DATA TO PROCESS:
*** Begin section ***

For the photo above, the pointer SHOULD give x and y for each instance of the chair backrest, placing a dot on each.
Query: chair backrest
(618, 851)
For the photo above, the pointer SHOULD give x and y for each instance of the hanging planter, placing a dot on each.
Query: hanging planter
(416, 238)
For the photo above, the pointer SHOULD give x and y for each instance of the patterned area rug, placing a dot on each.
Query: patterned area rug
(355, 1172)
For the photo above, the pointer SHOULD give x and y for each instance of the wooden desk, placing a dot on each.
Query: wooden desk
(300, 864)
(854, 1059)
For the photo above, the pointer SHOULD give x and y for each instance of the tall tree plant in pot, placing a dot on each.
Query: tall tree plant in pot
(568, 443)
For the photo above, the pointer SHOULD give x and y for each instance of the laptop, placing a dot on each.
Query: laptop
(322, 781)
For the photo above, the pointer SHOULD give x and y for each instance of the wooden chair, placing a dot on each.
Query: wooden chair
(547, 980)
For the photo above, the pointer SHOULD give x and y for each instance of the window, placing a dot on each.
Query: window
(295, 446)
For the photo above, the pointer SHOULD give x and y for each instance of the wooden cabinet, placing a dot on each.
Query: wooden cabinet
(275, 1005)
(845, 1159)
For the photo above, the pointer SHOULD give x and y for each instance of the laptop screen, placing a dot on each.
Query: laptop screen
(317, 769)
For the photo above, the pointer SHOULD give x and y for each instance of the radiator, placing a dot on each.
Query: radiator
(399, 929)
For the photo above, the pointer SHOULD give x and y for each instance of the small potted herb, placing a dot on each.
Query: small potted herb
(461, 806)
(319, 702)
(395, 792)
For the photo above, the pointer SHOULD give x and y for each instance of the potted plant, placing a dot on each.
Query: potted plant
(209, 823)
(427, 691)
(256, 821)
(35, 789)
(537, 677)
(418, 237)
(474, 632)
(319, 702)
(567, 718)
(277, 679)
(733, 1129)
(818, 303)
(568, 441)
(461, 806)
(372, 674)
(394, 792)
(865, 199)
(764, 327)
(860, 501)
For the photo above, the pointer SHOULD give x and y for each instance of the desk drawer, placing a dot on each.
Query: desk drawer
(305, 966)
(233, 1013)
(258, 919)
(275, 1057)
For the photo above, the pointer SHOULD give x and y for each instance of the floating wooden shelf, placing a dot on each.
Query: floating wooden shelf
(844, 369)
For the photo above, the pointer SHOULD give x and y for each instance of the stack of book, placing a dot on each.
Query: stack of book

*** End section ***

YOUR INSTRUCTIONS: From the line containing "Query: desk drawer" to the final line of the entries, print every line exactly and nothing else.

ANSWER SPACE:
Query: desk drawer
(305, 966)
(233, 1013)
(258, 919)
(275, 1057)
For the photo above, the pointer SHOULD give x and y for each instance of the floating wooden shelf, placing a dot on each.
Query: floating wooden shelf
(844, 369)
For the photo above, the pointer SHOULD give x and y for each instance of the stack of book, placing a dot on each.
Query: stack of book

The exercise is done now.